Stored records –
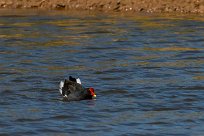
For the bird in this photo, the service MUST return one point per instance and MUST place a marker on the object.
(72, 90)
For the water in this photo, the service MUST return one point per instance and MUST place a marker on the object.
(147, 70)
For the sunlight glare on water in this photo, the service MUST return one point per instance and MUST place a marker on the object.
(147, 71)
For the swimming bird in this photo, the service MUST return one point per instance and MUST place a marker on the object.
(72, 90)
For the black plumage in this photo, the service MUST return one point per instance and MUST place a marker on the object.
(73, 91)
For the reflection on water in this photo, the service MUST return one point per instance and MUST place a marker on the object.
(147, 71)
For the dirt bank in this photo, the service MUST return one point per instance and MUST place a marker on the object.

DESCRIPTION OF THE TASK –
Your answer should be the lines from the one containing "For the black" to the end of the entries above, restated exactly and alone.

RESULT FOR THIS EXERCISE –
For the black plumage in this photo, the service MUST return one point per instance and MUST place a marker on the object.
(73, 91)
For the reflection on water in this photo, the service MUST return one point per instance and MUST place a marker on the object.
(147, 71)
For the dirt bank in this photo, the service MUST return one point per instance and MUST place a marker on the object.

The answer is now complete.